Image point annotation entries:
------------------------------------------------
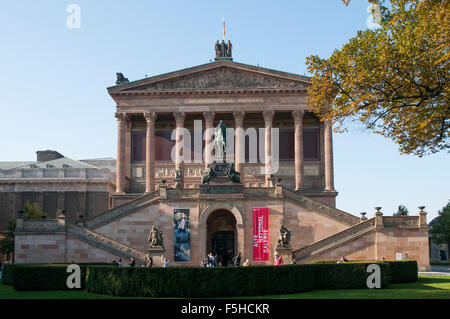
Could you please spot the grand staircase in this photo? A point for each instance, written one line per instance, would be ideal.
(335, 240)
(114, 247)
(122, 210)
(321, 208)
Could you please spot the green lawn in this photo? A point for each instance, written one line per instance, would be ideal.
(426, 287)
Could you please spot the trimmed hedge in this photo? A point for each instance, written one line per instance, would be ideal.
(403, 271)
(9, 271)
(347, 275)
(201, 282)
(198, 282)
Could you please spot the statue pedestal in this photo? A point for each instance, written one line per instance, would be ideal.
(286, 254)
(178, 183)
(156, 253)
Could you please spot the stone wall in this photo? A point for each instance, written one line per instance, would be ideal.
(40, 248)
(89, 204)
(307, 226)
(133, 229)
(382, 243)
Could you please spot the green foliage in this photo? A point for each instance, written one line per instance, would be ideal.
(403, 271)
(32, 211)
(401, 211)
(201, 282)
(195, 282)
(440, 232)
(241, 281)
(347, 275)
(394, 80)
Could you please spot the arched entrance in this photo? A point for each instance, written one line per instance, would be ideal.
(221, 235)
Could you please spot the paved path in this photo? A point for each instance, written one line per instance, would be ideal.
(437, 270)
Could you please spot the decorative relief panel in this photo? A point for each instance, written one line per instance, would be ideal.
(309, 170)
(193, 171)
(225, 78)
(162, 172)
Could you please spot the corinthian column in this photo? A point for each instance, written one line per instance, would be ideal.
------------------------------------------------
EXERCISE PROMPT – Reproduce word for word every line from the one containing "Could you please spot the paved" through the last line of the items, with both ends included.

WRITTEN REPLY –
Could you please spot the paved path in this photo? A point for each instance, written one line per instance, would be ideal.
(437, 270)
Could you please spot the decorative relief panel in this photo? A point for each instance, written one line per instance, would be ideal.
(309, 170)
(193, 171)
(225, 78)
(162, 172)
Could you please spot the corinthian column in this photo? A point for each instance, written one line per instance, would be ideal.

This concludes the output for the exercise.